Repeat every record exactly as written.

==== SUPPLIED RECORDS ====

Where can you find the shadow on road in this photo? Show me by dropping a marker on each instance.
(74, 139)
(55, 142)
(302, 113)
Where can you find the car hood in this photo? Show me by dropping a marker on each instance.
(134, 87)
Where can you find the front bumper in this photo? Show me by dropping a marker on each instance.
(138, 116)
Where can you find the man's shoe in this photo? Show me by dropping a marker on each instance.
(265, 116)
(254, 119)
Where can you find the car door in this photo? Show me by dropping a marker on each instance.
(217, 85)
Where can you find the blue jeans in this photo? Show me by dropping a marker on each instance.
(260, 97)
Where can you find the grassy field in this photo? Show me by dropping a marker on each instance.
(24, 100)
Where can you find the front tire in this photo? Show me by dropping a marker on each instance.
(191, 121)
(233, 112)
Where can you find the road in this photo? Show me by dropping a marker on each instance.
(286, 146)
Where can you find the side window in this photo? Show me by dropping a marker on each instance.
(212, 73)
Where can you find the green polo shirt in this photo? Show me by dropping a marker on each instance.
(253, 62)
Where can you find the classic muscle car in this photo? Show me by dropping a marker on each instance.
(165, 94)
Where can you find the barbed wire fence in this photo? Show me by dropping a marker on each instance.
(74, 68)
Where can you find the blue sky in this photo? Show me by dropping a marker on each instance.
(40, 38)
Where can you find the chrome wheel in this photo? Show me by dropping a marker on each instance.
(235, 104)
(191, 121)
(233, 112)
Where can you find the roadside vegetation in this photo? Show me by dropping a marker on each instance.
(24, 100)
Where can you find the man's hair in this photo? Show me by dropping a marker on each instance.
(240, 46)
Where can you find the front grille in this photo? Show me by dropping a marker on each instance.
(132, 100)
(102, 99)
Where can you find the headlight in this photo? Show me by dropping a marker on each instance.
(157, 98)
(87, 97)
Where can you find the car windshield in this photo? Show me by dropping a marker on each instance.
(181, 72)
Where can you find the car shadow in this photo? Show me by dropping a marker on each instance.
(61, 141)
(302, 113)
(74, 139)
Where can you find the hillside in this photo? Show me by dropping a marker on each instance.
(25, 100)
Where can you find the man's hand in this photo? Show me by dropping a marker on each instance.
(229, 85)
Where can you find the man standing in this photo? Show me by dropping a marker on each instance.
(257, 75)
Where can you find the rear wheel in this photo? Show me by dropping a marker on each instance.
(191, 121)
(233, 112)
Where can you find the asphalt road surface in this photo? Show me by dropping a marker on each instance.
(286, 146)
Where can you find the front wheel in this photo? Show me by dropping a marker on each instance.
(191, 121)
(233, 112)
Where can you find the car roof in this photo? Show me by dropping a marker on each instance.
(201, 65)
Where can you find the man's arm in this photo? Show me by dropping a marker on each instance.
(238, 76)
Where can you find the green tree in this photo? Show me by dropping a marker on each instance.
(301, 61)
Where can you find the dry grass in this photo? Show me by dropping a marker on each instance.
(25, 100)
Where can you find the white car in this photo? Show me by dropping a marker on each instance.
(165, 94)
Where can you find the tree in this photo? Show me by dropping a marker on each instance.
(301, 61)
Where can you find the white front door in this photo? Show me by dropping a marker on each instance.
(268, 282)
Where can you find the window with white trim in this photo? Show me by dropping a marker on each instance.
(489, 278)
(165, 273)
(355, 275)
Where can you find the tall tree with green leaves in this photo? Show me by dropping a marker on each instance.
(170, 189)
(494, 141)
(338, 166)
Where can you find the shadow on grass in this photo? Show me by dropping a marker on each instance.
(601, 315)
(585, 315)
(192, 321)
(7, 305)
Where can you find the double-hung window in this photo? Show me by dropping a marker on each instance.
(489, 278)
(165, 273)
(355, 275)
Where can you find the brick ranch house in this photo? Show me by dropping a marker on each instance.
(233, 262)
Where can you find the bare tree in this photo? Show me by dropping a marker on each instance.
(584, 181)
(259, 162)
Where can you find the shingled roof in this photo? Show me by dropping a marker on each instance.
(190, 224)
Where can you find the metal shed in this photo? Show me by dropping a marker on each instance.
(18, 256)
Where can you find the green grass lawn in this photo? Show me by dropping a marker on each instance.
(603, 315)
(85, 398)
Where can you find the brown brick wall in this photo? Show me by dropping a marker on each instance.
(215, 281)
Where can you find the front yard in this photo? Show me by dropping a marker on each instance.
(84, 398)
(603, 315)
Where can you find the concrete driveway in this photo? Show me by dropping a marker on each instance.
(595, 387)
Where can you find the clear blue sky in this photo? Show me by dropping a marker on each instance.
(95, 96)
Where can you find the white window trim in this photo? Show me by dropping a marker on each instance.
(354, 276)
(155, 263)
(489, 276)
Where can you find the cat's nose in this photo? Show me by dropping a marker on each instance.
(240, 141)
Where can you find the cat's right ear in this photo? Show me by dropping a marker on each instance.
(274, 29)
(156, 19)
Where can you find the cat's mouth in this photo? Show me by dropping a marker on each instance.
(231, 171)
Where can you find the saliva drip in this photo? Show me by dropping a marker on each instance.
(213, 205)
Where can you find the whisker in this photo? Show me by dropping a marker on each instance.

====

TASK SOLUTION.
Where can you find the shadow on road in this photo? Show me by dropping a marker on each instance.
(74, 139)
(55, 142)
(302, 113)
Where can you find the car hood in this photo? Show me by dropping a marker on each instance.
(134, 87)
Where can you find the front bumper in this photo? Show me by dropping a marker on each instance.
(138, 116)
Where can you find the man's shoe in this photo? Show me by dropping a marker on each instance.
(265, 116)
(254, 119)
Where can you find the car door in this photo? Show me by dropping a marker on each instance.
(217, 85)
Where can you find the blue jeans in this photo? Show me by dropping a marker on each instance.
(260, 97)
Where can you find the grassy field in this photo? Show me by dropping a marker on each instance.
(24, 100)
Where can you find the front tire in this photo? Show me by dropping a marker on each instance.
(191, 121)
(233, 112)
Where can you find the road in this photo? Show me by dropping a marker on each instance.
(286, 146)
Where can you find the side window in this photo? Show me by dropping a marker on each instance.
(212, 73)
Where can you find the green polo shirt in this photo? Show me by dropping a marker on each instance.
(253, 62)
Where can you find the classic muscle car in this photo? Show me by dropping a marker on each instance.
(165, 94)
Where can you find the barbed wire fence in this photo? Show me by dropping a marker on each instance.
(74, 68)
Where can you find the blue sky in this photo? Show me by dropping a marker on each instance.
(40, 38)
Where can you find the chrome wheel in this photo? Show me by dropping a marker on each instance.
(235, 104)
(191, 121)
(233, 112)
Where can you find the roadside vegetation in this photo? Show me by dropping a marker on each instance.
(24, 100)
Where can you find the man's hair in this photo? Show me by dropping a marker on each instance.
(240, 46)
Where can you find the front grille in this photo? Show me by dropping a marker on each instance.
(132, 100)
(102, 99)
Where can you find the headlight in this photo? Show me by dropping a marker on each instance.
(157, 98)
(87, 97)
Where can you find the car windshield in this photo? Show me by dropping a marker on each instance.
(181, 72)
Where can you find the car shadow in this photo? Show me by dropping a marker on each instance.
(61, 141)
(302, 113)
(74, 139)
Where can you find the hillside in this photo? Show me by dropping a marker on each instance.
(25, 100)
Where can you find the man's hand in this photo? Show me by dropping a marker on each instance.
(229, 85)
Where can you find the man standing in this photo? Show me by dropping a marker on each instance.
(257, 75)
Where can you find the rear wheel in this photo? Show me by dropping a marker on each instance.
(191, 121)
(233, 112)
Where can you find the asphalt road surface in this photo? Show me by dropping a marker on each instance.
(286, 146)
Where can you find the front wheel in this photo? Show me by dropping a marker on each instance.
(191, 121)
(233, 112)
Where can you find the car roof in this photo? Show me by dropping a marker on each instance.
(201, 65)
Where can you find the man's arm in this photo? Show me by dropping a marker on each instance.
(238, 76)
Where can you find the green tree in this photo? Show me by dropping a marker on each instance.
(301, 61)
Where can you find the dry grass in this photo? Show me by dropping a marker on each instance.
(25, 100)
Where can you find the white car in this photo? Show me by dropping a marker on each instance.
(165, 94)
Where can you find the tree in this photo? Show me by dropping a marker on each instance.
(301, 61)
Where can you find the white front door in this photo? Show me by dropping a marker on each instance.
(268, 282)
Where can you find the window with white trim in this photo? Show me by dropping a marker on each instance.
(489, 278)
(165, 273)
(355, 275)
Where can you find the tall tree with green leaves in this photo? Show me by dropping a marker on each instance.
(170, 189)
(494, 141)
(338, 166)
Where can you find the shadow on grass in this photo? Show me by dropping a marker on each instance.
(601, 315)
(585, 315)
(192, 321)
(7, 305)
Where can you find the double-hung window in this photo? Show me by dropping a marker on each instance.
(489, 278)
(165, 273)
(355, 275)
Where can you find the brick ranch house in this photo? Show me by dropping a marker on each instance.
(233, 262)
Where can you find the bare tree in this photo? Show me by dropping a marker on each instance.
(584, 181)
(259, 162)
Where can you find the shingled roof in this photo? Show me by dropping a marker on each instance.
(190, 224)
Where can you find the metal shed in this photo? Show me by dropping a marker on each instance.
(18, 256)
Where can you find the green grass lawn in this photo? Show me by dropping a marker on each instance.
(603, 315)
(85, 398)
Where can you find the brown brick wall in this photo? Show me by dropping a marker on each instance.
(215, 281)
Where can you find the front yard in this photo? Show me by dropping a marker on each instance.
(84, 398)
(603, 315)
Where can you find the concrete driveway in this photo? Show me by dropping a marker on each instance.
(595, 387)
Where can you find the clear blue sky in this photo? Show me by dropping a marker on each instance.
(95, 96)
Where can you find the white window trim in this photo? Show me by dropping a marker on each instance.
(354, 276)
(155, 263)
(489, 276)
Where can you find the cat's nose in this photo? Show me by dropping a marker on each instance.
(240, 141)
Where can you find the cat's right ear in this photo? Show me by dropping a marker on each instance.
(274, 29)
(156, 19)
Where can you find the cat's mouth in this photo? Show me by dropping a marker on each instance.
(231, 171)
Where can you find the saliva drip in this photo? Show me by dropping a marker on each instance.
(213, 205)
Where can you find the whisker in this photo? Show me by dropping a marker on each instance.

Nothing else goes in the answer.